◆ GIVEN REQUEST:
Rescale the rows starting at the line that contains "tag the canadian" and ending at the last line of the rows, both included. Write out each of these lines again, requests included, and multiply every x and y coordinate in the answers by 0.45, rounding to whole numbers with halves rounded up. Give only those lines.

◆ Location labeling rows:
:::
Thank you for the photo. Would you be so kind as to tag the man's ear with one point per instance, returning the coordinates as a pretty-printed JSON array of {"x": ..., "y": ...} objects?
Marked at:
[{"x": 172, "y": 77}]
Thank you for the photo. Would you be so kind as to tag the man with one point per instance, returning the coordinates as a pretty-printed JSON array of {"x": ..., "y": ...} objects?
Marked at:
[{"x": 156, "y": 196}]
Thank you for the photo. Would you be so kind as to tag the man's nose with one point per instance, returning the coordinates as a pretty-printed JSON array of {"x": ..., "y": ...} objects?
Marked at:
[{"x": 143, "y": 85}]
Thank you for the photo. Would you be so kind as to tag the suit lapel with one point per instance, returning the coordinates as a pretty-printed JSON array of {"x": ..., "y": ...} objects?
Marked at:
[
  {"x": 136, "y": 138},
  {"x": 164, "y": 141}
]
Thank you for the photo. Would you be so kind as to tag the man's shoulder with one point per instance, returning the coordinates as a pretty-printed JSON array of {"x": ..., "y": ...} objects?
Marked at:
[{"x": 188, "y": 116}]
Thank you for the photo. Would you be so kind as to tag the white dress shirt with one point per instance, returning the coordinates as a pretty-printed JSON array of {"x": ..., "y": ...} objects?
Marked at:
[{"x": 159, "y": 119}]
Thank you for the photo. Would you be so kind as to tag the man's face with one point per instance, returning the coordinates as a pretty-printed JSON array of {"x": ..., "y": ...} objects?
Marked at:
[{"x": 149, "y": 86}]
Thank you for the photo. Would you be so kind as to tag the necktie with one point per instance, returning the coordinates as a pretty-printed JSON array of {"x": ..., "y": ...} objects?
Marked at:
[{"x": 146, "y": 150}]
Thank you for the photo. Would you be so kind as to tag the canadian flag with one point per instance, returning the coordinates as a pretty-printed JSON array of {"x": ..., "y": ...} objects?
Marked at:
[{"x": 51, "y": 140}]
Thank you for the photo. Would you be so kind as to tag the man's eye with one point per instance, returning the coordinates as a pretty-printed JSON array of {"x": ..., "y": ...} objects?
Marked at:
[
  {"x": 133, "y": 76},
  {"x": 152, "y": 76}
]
:::
◆ CORRECT ANSWER:
Thank you for the photo. Would you be so kind as to tag the canadian flag with one point per instance, returning the coordinates as a pretty-printed JSON array of {"x": ..., "y": ...} objects?
Marked at:
[{"x": 23, "y": 63}]
Thank you for the photo. Would you be so kind as to tag the man's eye with one point per instance, returning the coordinates as a pretty-printed JSON array of {"x": ..., "y": ...} objects?
Marked at:
[
  {"x": 60, "y": 34},
  {"x": 68, "y": 34}
]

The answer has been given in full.